*INPUT RECORDS*
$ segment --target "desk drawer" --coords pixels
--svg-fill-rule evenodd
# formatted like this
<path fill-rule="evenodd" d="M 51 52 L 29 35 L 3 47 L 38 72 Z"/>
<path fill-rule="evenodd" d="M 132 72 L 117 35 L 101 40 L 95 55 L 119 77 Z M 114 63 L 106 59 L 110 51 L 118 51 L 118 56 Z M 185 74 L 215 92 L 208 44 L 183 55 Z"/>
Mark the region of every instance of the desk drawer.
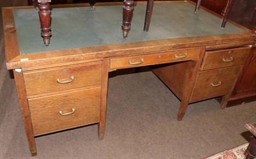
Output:
<path fill-rule="evenodd" d="M 101 72 L 101 63 L 26 72 L 24 79 L 27 96 L 100 85 Z"/>
<path fill-rule="evenodd" d="M 100 87 L 30 99 L 28 102 L 35 135 L 45 134 L 98 123 Z"/>
<path fill-rule="evenodd" d="M 167 63 L 195 59 L 199 57 L 200 49 L 190 49 L 168 52 L 129 56 L 110 59 L 110 69 L 131 68 Z"/>
<path fill-rule="evenodd" d="M 237 66 L 199 72 L 190 102 L 230 93 L 240 68 Z"/>
<path fill-rule="evenodd" d="M 241 47 L 215 51 L 207 51 L 202 70 L 243 64 L 249 55 L 250 47 Z"/>

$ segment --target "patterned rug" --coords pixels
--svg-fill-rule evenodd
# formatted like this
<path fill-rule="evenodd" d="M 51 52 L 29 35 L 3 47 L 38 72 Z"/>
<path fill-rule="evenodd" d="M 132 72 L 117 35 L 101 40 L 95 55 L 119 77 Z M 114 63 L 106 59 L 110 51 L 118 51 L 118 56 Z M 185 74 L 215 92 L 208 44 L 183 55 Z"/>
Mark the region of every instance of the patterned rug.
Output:
<path fill-rule="evenodd" d="M 243 159 L 246 153 L 249 143 L 246 143 L 236 148 L 225 150 L 204 159 Z"/>

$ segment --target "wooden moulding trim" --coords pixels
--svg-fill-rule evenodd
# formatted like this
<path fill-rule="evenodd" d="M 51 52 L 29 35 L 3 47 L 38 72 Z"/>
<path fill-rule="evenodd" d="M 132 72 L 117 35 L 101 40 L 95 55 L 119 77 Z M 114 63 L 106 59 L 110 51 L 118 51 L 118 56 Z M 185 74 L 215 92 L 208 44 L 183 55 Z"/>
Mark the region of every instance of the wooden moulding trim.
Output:
<path fill-rule="evenodd" d="M 5 58 L 7 61 L 20 55 L 12 10 L 3 8 Z"/>
<path fill-rule="evenodd" d="M 108 3 L 108 4 L 109 4 L 112 3 Z M 113 4 L 116 4 L 116 3 Z M 104 3 L 104 4 L 107 4 Z M 59 6 L 63 7 L 67 5 Z M 69 5 L 69 6 L 71 6 Z M 5 17 L 4 19 L 4 31 L 5 34 L 6 57 L 8 69 L 42 66 L 117 56 L 169 51 L 175 49 L 202 46 L 205 46 L 207 49 L 211 49 L 220 47 L 228 47 L 230 46 L 239 46 L 239 43 L 241 45 L 242 44 L 251 45 L 254 42 L 256 37 L 255 34 L 246 31 L 246 33 L 237 34 L 113 44 L 20 55 L 16 30 L 14 27 L 12 10 L 21 8 L 33 8 L 33 6 L 8 7 L 3 8 L 4 17 Z M 236 43 L 236 45 L 234 43 Z M 220 47 L 217 45 L 220 45 Z M 25 58 L 28 58 L 29 61 L 20 61 L 20 59 Z"/>

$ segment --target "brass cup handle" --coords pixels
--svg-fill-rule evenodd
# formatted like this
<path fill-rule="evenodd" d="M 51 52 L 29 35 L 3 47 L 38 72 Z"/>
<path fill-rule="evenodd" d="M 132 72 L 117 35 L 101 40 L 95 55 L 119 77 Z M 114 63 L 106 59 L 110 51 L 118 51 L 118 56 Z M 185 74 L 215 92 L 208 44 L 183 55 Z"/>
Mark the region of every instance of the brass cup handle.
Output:
<path fill-rule="evenodd" d="M 225 58 L 222 59 L 222 61 L 223 62 L 230 62 L 232 61 L 233 60 L 234 60 L 233 57 L 230 57 L 230 58 L 229 59 L 225 59 Z"/>
<path fill-rule="evenodd" d="M 59 84 L 67 84 L 67 83 L 70 83 L 70 82 L 72 82 L 75 78 L 74 77 L 74 76 L 71 76 L 70 79 L 71 79 L 70 80 L 63 80 L 63 81 L 61 81 L 60 79 L 58 79 L 57 82 Z"/>
<path fill-rule="evenodd" d="M 144 62 L 144 59 L 141 59 L 140 61 L 139 62 L 132 62 L 131 59 L 129 61 L 129 64 L 132 64 L 132 65 L 136 65 L 136 64 L 141 64 Z"/>
<path fill-rule="evenodd" d="M 174 57 L 175 57 L 175 58 L 185 58 L 187 56 L 188 56 L 188 54 L 186 52 L 184 54 L 184 55 L 181 55 L 181 56 L 179 56 L 177 54 L 174 55 Z"/>
<path fill-rule="evenodd" d="M 213 86 L 213 87 L 217 87 L 217 86 L 220 86 L 220 85 L 221 84 L 221 81 L 219 81 L 219 82 L 218 82 L 218 84 L 214 84 L 213 82 L 211 82 L 211 84 L 212 86 Z"/>
<path fill-rule="evenodd" d="M 67 115 L 70 115 L 71 114 L 73 114 L 75 112 L 75 109 L 73 108 L 72 109 L 72 111 L 70 112 L 66 112 L 66 113 L 62 113 L 62 111 L 60 111 L 60 114 L 61 114 L 61 116 L 67 116 Z"/>

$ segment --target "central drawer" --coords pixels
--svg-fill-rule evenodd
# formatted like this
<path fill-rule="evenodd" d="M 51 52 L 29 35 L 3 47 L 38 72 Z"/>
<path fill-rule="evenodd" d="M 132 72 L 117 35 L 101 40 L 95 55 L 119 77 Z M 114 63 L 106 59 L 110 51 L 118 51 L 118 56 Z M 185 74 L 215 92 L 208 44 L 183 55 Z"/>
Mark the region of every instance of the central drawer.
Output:
<path fill-rule="evenodd" d="M 35 135 L 98 123 L 100 87 L 28 100 Z"/>
<path fill-rule="evenodd" d="M 200 72 L 190 102 L 225 95 L 231 92 L 241 66 Z"/>
<path fill-rule="evenodd" d="M 113 57 L 110 59 L 110 69 L 153 65 L 171 61 L 195 60 L 199 57 L 200 52 L 200 49 L 191 49 L 150 54 Z"/>
<path fill-rule="evenodd" d="M 101 83 L 102 63 L 74 65 L 24 73 L 27 96 L 92 87 Z"/>

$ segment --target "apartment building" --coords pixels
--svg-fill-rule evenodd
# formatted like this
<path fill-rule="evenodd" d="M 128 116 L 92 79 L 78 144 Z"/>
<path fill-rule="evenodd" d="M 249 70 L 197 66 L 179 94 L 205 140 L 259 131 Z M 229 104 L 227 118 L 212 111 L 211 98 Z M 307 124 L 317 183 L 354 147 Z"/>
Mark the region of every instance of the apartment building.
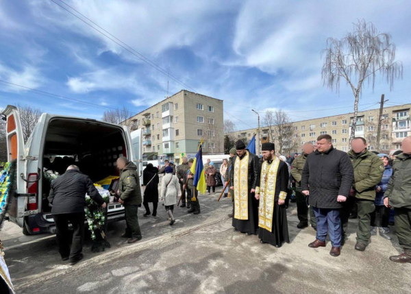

*GOAL*
Set out all the material above as a numbered list, one line per item, skipping blank lines. Leave the pictures out.

*RESPONSE TO THIS TASK*
1. $ segment --target "desk drawer" --coords pixels
2. --svg-fill-rule evenodd
3. # formatted like this
4. <path fill-rule="evenodd" d="M 51 52 L 29 35 L 3 47 L 38 72 Z"/>
5. <path fill-rule="evenodd" d="M 132 72 L 117 35 L 101 40 L 95 55 L 119 77 Z M 114 63 L 106 59 L 110 51 L 118 51 L 118 56 Z M 185 74 L 215 92 L 208 44 L 183 55 Z"/>
6. Mark the region of every instance of the desk drawer.
7. Output:
8. <path fill-rule="evenodd" d="M 101 72 L 101 63 L 26 72 L 24 79 L 27 96 L 100 85 Z"/>
9. <path fill-rule="evenodd" d="M 100 87 L 30 99 L 28 102 L 35 135 L 45 134 L 98 123 Z"/>
10. <path fill-rule="evenodd" d="M 167 63 L 195 59 L 199 57 L 200 49 L 190 49 L 168 52 L 129 56 L 110 59 L 110 69 L 131 68 Z"/>
11. <path fill-rule="evenodd" d="M 237 66 L 199 72 L 190 102 L 230 93 L 240 68 Z"/>
12. <path fill-rule="evenodd" d="M 241 47 L 215 51 L 207 51 L 202 70 L 243 64 L 249 55 L 250 47 Z"/>
13. $ segment --target "patterned rug" --coords pixels
14. --svg-fill-rule evenodd
15. # formatted like this
16. <path fill-rule="evenodd" d="M 51 52 L 29 35 L 3 47 L 38 72 Z"/>
17. <path fill-rule="evenodd" d="M 132 72 L 117 35 L 101 40 L 95 55 L 119 77 Z M 114 63 L 106 59 L 110 51 L 118 51 L 118 56 Z M 185 74 L 215 92 L 208 44 L 183 55 Z"/>
18. Mark the region of every instance of the patterned rug.
19. Output:
20. <path fill-rule="evenodd" d="M 243 159 L 246 153 L 249 143 L 246 143 L 236 148 L 225 150 L 204 159 Z"/>
21. $ segment --target "wooden moulding trim" --coords pixels
22. --svg-fill-rule evenodd
23. # formatted like this
24. <path fill-rule="evenodd" d="M 51 52 L 29 35 L 3 47 L 38 72 Z"/>
25. <path fill-rule="evenodd" d="M 132 72 L 117 35 L 101 40 L 95 55 L 119 77 Z M 114 63 L 106 59 L 110 51 L 118 51 L 118 56 Z M 185 74 L 215 92 L 208 44 L 183 55 Z"/>
26. Mark the region of every instance of the wooden moulding trim.
27. Output:
28. <path fill-rule="evenodd" d="M 5 58 L 7 61 L 20 55 L 12 10 L 3 8 Z"/>
29. <path fill-rule="evenodd" d="M 108 3 L 108 4 L 109 4 L 112 3 Z M 113 4 L 116 4 L 116 3 Z M 104 3 L 104 4 L 107 4 Z M 59 6 L 63 7 L 67 5 Z M 69 5 L 69 6 L 71 6 Z M 5 17 L 4 19 L 4 31 L 5 34 L 6 57 L 8 69 L 42 66 L 117 56 L 169 51 L 175 49 L 202 46 L 205 46 L 207 49 L 211 49 L 220 47 L 228 47 L 230 46 L 239 46 L 239 43 L 241 45 L 242 44 L 251 45 L 254 42 L 256 37 L 255 34 L 246 31 L 246 33 L 237 34 L 113 44 L 20 55 L 16 30 L 14 27 L 12 10 L 21 8 L 33 8 L 33 6 L 8 7 L 3 8 L 4 17 Z M 236 43 L 236 45 L 234 43 Z M 220 47 L 217 45 L 220 45 Z M 25 58 L 28 58 L 29 61 L 20 61 L 20 59 Z"/>
30. $ segment --target "brass cup handle" --coords pixels
31. --svg-fill-rule evenodd
32. # formatted like this
33. <path fill-rule="evenodd" d="M 51 52 L 29 35 L 3 47 L 38 72 Z"/>
34. <path fill-rule="evenodd" d="M 132 72 L 117 35 L 101 40 L 95 55 L 119 77 Z M 114 63 L 106 59 L 110 51 L 118 51 L 118 56 Z M 185 74 L 215 92 L 208 44 L 183 55 Z"/>
35. Mark the region of every instance of the brass cup handle.
36. Output:
37. <path fill-rule="evenodd" d="M 225 58 L 222 59 L 222 61 L 223 62 L 230 62 L 232 61 L 233 60 L 234 60 L 233 57 L 230 57 L 230 58 L 229 59 L 225 59 Z"/>
38. <path fill-rule="evenodd" d="M 59 84 L 67 84 L 67 83 L 70 83 L 70 82 L 72 82 L 75 78 L 74 77 L 74 76 L 71 76 L 70 79 L 71 79 L 70 80 L 63 80 L 63 81 L 61 81 L 60 79 L 58 79 L 57 82 Z"/>
39. <path fill-rule="evenodd" d="M 144 62 L 144 59 L 141 59 L 140 61 L 139 62 L 132 62 L 131 59 L 129 61 L 129 64 L 132 64 L 132 65 L 136 65 L 136 64 L 141 64 Z"/>
40. <path fill-rule="evenodd" d="M 174 57 L 175 57 L 175 58 L 185 58 L 187 56 L 188 56 L 188 54 L 186 52 L 184 54 L 184 55 L 181 55 L 181 56 L 179 56 L 177 54 L 174 55 Z"/>
41. <path fill-rule="evenodd" d="M 213 86 L 213 87 L 217 87 L 217 86 L 220 86 L 220 85 L 221 84 L 221 81 L 219 81 L 219 82 L 218 82 L 218 84 L 214 84 L 213 82 L 211 82 L 211 84 L 212 86 Z"/>
42. <path fill-rule="evenodd" d="M 67 115 L 70 115 L 71 114 L 73 114 L 75 112 L 75 109 L 73 108 L 72 109 L 72 111 L 70 112 L 66 112 L 66 113 L 62 113 L 62 111 L 60 111 L 60 114 L 61 114 L 61 116 L 67 116 Z"/>
43. $ segment --target "central drawer" --coords pixels
44. --svg-fill-rule evenodd
45. # formatted like this
46. <path fill-rule="evenodd" d="M 51 52 L 29 35 L 3 47 L 38 72 Z"/>
47. <path fill-rule="evenodd" d="M 132 72 L 117 35 L 101 40 L 95 55 L 119 77 Z M 114 63 L 106 59 L 110 51 L 118 51 L 118 56 Z M 185 74 L 215 92 L 208 44 L 183 55 Z"/>
48. Mark the region of every instance of the central drawer.
49. Output:
50. <path fill-rule="evenodd" d="M 35 135 L 98 123 L 100 87 L 28 100 Z"/>
51. <path fill-rule="evenodd" d="M 200 72 L 190 102 L 225 95 L 231 92 L 241 66 Z"/>
52. <path fill-rule="evenodd" d="M 113 57 L 110 59 L 110 69 L 153 65 L 171 61 L 195 60 L 199 57 L 200 52 L 200 49 L 191 49 L 150 54 Z"/>
53. <path fill-rule="evenodd" d="M 101 83 L 102 63 L 74 65 L 24 73 L 27 96 L 92 87 Z"/>
54. $ segment --target "apartment building" --coords pixels
55. --svg-fill-rule evenodd
56. # formatted like this
57. <path fill-rule="evenodd" d="M 128 116 L 92 79 L 78 144 Z"/>
58. <path fill-rule="evenodd" d="M 249 70 L 197 66 L 179 94 L 205 140 L 259 131 Z M 229 104 L 227 118 L 212 111 L 211 98 Z M 307 124 L 317 183 L 354 147 Z"/>
59. Mark the region of every instance of the apartment building.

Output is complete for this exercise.